Start of Text to read

# Puppies eating EVERYTHING!



## Little Lady (Dec 19, 2008)

Trixie so far has been an awesome little addition to our family. Its just that she eats EVERYTHING off the floor she finds. I'm sure any puppy does this, not just poodles. Is there any way to get her to stop?

I take her outside on a leash, I catch her eating leaves, dirt or grass. She just finds little things on the floor. I don't even know how because our house is clean! She is always chomping on something. I caught her with a quarter in her mouth and I almost had a heart attack.

will she grow out of this? or will I have to be stern with her? I really hope this is just a phase. Ugh!


----------



## MsFancyPants (Dec 9, 2008)

Luckily for you poodles seem to use their brains at an early age. At one point i was going to strangle my poo because forget about eating things off the floor he was EATING THE FLOOR!!! He grew out of that fairly quickly about the same time housebreaking happened too! its almost like the light turned on upstairs! =) hopefully little Trixie will grow out of this. A stern NO! never hurt either =O


----------



## Little Lady (Dec 19, 2008)

Oh god, I caught Trix trying to eat the grout from between the kitchen tiles too. 

I hope her little light upstairs turns on soon! haha


----------



## MsFancyPants (Dec 9, 2008)

How old is she? My boy took a few months to finally get it but now he is SO well mannered in the house, doesnt take food off the table, not even from my other dogs dish that is left down all day!


----------



## FUZBUTZ (Aug 23, 2008)

I think it is just a phase that she will grow out of. I know that it is scary though. I have a rotti, that as a pup ate everything small that she could find, she especially liked nuts, screws, nails and etc. which she would find in the garage. She would jump up on hubbies tool box just to get to things like that. I really believed this was going to kill her, would always find these sort of things in her poop. She was an indoor outdoor dog, but loved going into garage to find goodies. She also loved chewing cords off of things, such as elec. hand tools, lawn mowers and etc. while seeking out things in the garage, but was always an angel in the house, never did any of these things. She did finally outgrow it, but it seemed to take about 2 yrs. to do so. We did start putting hot sauce on the cords and that did seem to help some. This is a rescue dog that we got from the shelter, maybe thats why she was there. She was about 1 yr. old when we got her, and that was about 10 yrs. ago, she is a wonderful girl.

End of Text to read
Start of Stored rows

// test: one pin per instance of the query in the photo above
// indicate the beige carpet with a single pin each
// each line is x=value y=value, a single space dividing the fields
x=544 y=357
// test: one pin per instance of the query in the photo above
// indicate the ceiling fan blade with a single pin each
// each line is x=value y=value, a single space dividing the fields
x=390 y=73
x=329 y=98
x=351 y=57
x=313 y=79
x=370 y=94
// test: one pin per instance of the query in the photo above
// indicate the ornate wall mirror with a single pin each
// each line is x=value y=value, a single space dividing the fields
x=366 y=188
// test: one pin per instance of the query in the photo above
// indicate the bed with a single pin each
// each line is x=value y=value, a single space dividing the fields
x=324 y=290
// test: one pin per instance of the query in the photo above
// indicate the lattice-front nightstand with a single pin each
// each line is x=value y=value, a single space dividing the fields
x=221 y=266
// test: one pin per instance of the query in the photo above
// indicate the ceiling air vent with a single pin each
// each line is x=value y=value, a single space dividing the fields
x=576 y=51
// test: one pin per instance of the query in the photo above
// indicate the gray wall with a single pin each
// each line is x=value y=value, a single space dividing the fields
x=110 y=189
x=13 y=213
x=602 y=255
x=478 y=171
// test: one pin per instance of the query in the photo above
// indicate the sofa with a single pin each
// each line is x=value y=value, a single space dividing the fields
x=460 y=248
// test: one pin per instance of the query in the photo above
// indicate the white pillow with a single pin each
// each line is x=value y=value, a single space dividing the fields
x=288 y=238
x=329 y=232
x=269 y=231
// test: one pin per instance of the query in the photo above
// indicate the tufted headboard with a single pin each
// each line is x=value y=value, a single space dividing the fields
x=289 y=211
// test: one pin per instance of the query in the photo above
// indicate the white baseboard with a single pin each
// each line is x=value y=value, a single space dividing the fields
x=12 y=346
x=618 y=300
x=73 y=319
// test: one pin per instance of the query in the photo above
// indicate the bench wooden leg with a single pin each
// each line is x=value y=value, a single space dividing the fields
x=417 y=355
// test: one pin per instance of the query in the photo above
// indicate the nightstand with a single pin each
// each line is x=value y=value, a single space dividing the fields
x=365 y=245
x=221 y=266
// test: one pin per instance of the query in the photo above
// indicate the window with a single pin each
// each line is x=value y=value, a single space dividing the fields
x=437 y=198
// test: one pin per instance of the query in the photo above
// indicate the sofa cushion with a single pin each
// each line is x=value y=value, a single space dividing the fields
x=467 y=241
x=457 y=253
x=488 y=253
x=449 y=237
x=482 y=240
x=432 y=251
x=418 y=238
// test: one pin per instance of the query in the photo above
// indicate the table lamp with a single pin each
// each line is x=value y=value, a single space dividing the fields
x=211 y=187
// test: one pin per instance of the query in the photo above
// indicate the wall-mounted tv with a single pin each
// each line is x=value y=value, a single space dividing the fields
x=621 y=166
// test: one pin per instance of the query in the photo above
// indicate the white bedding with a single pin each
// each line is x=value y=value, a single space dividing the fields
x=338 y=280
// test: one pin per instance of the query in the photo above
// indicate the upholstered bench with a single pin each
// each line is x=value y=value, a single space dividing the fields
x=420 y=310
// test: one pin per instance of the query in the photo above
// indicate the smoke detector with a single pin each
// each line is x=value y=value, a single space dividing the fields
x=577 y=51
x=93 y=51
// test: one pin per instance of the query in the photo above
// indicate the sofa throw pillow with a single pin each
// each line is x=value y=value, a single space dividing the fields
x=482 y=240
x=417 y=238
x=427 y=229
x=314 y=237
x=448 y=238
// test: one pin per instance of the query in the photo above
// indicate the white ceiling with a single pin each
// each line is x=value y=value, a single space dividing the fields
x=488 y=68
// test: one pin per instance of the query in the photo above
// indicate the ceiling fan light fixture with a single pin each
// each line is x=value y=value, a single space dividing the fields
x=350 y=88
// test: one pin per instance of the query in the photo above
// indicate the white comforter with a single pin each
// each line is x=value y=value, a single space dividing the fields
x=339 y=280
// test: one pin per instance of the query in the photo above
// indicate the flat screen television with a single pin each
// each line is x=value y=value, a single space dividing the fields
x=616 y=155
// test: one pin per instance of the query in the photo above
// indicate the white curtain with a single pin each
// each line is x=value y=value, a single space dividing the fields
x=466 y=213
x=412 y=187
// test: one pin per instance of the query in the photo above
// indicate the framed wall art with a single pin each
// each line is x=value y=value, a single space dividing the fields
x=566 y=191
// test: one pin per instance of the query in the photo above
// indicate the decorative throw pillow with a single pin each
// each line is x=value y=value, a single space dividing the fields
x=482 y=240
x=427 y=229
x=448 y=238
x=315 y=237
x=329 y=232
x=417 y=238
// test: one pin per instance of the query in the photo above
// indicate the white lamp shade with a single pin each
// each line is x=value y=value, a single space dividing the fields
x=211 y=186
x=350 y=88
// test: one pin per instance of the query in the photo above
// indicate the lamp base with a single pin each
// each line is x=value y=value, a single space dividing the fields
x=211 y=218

End of Stored rows

Exercise set –
• A. In the forum thread, what did the rottweiler's owners put on the cords that seemed to help some?
• B. Pick out every line of the listing that contains the string "nightstand", paying attention to case.

Answers –
• A. Hot sauce.

• B.
// indicate the lattice-front nightstand with a single pin each
// indicate the nightstand with a single pin each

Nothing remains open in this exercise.